◆ Input data:
---

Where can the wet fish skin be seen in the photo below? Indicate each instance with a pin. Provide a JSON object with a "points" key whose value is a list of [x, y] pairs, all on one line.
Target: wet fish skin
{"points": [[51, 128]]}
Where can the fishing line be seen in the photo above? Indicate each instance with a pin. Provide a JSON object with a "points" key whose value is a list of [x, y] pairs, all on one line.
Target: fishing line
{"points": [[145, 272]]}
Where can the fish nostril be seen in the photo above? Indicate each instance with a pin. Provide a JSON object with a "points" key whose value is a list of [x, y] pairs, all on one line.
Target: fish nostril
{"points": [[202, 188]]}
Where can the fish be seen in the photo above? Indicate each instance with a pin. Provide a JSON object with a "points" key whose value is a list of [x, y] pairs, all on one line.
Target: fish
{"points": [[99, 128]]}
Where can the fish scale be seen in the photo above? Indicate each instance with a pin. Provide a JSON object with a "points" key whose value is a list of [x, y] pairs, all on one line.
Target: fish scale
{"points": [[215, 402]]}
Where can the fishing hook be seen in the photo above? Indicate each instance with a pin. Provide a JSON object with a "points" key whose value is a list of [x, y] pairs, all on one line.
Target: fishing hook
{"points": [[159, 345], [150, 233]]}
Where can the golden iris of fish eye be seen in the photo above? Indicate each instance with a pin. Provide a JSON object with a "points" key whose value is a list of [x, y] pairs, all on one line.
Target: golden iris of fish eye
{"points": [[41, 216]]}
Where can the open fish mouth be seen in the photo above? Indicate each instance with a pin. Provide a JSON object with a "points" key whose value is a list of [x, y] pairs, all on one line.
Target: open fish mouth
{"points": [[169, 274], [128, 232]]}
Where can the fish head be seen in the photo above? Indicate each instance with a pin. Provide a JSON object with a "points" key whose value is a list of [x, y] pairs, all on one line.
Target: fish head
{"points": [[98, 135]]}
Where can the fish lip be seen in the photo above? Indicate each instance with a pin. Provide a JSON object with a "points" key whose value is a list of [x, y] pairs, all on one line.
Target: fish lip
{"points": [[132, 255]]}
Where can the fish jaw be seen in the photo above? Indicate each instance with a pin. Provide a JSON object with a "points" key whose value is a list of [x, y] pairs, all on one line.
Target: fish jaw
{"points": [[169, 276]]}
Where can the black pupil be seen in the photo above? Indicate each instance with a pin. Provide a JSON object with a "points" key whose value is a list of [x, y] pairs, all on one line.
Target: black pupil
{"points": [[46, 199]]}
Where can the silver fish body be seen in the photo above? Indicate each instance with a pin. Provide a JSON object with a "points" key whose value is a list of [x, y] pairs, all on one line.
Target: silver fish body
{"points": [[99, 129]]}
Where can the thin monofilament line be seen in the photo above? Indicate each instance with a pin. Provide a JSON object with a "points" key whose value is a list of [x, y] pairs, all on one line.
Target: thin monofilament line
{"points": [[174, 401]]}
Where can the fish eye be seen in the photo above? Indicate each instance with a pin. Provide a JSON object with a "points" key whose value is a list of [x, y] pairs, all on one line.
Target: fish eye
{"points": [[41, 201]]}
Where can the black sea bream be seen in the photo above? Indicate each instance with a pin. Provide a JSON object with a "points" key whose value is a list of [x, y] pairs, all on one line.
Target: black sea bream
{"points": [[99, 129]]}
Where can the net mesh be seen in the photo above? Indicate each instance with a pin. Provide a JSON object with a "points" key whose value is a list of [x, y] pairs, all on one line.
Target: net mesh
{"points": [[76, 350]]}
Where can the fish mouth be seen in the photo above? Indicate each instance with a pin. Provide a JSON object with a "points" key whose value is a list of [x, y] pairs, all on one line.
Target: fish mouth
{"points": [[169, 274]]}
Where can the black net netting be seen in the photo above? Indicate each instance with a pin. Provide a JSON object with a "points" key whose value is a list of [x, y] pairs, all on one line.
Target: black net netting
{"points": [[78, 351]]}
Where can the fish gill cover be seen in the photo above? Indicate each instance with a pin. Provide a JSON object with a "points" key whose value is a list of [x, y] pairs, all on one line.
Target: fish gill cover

---

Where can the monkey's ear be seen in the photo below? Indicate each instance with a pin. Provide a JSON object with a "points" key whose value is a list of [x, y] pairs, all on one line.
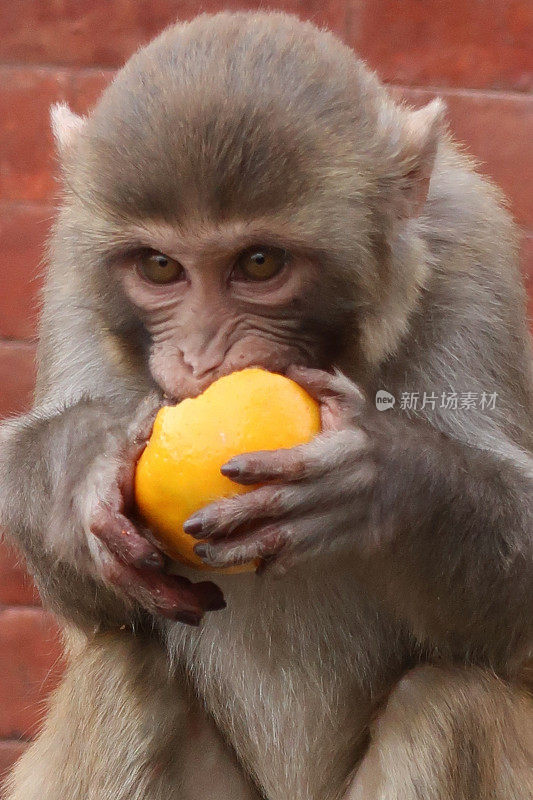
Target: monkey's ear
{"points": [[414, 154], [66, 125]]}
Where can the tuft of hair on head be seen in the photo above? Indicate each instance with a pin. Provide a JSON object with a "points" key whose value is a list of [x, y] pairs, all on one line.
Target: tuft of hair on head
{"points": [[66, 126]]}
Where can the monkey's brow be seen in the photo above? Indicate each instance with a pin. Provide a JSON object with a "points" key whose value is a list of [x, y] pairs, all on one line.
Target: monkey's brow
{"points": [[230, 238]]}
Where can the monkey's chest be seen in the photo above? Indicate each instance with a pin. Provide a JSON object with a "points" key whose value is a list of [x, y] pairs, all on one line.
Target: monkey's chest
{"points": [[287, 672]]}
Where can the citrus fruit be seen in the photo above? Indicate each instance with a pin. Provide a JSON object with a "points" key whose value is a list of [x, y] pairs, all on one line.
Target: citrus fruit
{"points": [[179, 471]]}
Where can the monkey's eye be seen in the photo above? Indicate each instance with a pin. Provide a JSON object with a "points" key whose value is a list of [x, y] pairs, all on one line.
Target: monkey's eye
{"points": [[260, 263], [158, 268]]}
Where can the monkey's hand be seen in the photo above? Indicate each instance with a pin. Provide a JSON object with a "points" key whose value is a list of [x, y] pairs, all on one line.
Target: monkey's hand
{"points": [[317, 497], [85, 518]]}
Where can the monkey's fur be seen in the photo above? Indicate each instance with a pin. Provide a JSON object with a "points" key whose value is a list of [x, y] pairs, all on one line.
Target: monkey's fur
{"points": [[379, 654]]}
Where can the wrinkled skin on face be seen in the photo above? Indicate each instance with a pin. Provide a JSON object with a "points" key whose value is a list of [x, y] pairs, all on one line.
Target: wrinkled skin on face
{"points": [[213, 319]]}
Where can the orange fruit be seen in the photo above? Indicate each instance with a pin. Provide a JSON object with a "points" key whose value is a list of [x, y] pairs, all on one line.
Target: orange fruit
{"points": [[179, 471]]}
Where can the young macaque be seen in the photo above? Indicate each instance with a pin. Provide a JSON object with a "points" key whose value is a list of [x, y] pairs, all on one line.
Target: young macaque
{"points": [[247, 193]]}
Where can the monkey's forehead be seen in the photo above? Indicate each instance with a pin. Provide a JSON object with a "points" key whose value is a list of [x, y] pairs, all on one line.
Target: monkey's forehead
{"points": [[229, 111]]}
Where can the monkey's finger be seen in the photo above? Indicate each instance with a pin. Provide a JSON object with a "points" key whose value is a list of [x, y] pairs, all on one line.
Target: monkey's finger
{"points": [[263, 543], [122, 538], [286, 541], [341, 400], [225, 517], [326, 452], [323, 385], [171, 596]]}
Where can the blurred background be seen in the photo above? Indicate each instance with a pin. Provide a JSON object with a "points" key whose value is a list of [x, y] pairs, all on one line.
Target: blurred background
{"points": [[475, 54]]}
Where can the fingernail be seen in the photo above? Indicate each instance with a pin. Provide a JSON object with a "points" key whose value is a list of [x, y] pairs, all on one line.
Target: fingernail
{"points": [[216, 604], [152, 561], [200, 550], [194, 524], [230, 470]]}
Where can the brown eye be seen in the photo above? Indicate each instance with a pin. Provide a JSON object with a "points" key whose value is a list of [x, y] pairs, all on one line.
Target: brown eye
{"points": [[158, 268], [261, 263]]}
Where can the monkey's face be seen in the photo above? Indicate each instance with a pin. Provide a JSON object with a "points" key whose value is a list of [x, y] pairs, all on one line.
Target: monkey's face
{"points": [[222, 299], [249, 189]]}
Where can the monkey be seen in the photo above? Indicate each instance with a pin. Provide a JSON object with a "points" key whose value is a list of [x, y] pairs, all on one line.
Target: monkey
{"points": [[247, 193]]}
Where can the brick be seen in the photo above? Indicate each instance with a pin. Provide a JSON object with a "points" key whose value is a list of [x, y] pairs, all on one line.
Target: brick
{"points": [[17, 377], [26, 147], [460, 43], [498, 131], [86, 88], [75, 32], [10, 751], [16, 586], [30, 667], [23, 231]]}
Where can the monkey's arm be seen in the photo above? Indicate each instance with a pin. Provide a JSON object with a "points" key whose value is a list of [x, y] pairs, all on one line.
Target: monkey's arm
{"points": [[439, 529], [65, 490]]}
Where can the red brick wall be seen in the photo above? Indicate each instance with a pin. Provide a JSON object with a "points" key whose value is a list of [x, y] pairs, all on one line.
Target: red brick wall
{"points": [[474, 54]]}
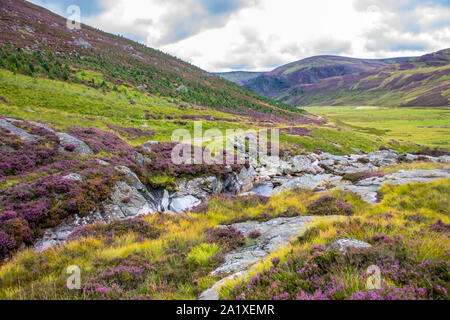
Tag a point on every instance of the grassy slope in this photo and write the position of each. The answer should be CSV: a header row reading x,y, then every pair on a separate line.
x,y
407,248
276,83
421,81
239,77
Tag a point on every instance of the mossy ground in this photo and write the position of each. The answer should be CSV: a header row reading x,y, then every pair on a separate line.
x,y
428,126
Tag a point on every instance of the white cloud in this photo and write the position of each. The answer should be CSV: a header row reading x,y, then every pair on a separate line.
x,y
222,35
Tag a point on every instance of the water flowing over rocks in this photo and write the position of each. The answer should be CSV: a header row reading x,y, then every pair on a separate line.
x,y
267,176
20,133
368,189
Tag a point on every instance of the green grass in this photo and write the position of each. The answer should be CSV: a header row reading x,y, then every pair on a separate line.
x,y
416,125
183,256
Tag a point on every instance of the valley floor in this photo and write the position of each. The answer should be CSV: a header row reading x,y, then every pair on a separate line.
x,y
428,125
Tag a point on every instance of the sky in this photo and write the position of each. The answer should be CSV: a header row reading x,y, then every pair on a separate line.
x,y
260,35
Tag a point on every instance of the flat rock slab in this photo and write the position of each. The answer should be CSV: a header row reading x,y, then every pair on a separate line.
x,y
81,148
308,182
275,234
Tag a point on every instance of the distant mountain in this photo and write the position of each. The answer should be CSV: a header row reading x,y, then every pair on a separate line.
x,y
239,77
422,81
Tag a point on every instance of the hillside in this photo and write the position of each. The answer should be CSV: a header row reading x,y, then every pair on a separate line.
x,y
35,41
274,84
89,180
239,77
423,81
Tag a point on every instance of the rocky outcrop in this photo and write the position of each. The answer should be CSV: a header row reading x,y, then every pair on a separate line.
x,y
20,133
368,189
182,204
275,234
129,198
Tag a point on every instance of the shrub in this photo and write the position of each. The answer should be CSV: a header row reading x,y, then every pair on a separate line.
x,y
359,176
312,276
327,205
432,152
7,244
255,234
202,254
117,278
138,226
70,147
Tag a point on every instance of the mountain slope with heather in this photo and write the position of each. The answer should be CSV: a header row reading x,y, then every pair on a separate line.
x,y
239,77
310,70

---

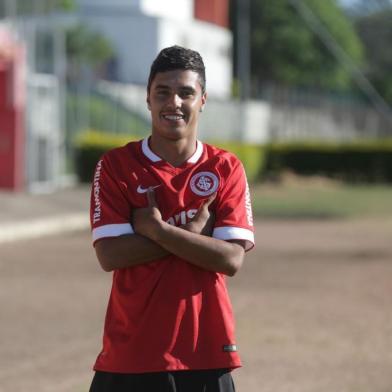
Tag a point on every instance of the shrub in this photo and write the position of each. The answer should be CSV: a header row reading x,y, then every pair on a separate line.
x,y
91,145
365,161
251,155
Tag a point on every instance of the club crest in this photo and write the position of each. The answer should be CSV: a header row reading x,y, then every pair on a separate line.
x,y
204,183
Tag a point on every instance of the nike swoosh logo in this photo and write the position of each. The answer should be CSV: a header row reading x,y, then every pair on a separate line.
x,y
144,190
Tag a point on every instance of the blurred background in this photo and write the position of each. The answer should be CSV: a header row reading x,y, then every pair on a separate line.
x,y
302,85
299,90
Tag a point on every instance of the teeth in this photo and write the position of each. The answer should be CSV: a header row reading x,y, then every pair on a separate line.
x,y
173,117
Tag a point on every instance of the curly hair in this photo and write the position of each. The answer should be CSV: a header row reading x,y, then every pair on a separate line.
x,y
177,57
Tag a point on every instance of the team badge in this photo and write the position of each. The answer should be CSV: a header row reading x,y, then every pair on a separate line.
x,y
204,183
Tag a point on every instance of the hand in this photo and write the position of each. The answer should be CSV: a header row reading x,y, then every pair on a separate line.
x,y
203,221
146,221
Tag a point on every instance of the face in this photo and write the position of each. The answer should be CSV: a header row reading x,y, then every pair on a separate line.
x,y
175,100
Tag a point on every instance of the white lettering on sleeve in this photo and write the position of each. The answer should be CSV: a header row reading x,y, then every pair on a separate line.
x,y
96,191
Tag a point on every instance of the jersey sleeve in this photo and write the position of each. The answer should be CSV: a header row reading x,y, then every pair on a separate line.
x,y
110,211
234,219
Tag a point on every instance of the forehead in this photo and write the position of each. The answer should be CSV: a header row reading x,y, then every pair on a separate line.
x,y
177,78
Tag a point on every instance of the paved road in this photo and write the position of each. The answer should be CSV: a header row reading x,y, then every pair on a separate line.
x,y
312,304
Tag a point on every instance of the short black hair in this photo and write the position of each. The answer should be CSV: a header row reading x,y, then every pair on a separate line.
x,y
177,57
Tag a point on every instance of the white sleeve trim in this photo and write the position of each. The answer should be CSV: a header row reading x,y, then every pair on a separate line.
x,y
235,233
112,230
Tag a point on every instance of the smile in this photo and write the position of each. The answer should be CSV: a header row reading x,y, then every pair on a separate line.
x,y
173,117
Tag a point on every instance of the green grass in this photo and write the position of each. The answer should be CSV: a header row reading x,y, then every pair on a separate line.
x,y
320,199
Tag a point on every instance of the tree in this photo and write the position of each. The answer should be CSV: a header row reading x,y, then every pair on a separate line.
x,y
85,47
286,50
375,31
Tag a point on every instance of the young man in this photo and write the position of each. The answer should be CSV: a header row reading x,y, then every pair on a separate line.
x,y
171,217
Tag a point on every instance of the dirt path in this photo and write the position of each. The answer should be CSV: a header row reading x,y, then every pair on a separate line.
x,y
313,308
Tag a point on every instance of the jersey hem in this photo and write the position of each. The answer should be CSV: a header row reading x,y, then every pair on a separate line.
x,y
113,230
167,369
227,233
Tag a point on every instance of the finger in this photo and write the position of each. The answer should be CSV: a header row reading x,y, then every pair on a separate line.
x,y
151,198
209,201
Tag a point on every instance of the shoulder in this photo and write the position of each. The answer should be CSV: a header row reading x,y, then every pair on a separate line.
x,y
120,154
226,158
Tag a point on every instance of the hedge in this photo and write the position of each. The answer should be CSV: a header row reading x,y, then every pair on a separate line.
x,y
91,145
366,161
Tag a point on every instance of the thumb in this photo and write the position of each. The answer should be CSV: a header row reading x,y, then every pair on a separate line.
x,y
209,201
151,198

---

◆ Task objective: Show the lines of the listing above with "below".

◆ Exercise result:
Where can the wet fish skin be seen in the photo below? Indicate each instance with a pin. Provide a JSON object with a "points" key whose value is a list of [x, y] pairs, all on one line.
Where can the monkey's ear be seen in the photo below? Indicate each instance with a pin. Provide a JSON object with a "points" key whose value is a list of [x, y] pairs, all on one line.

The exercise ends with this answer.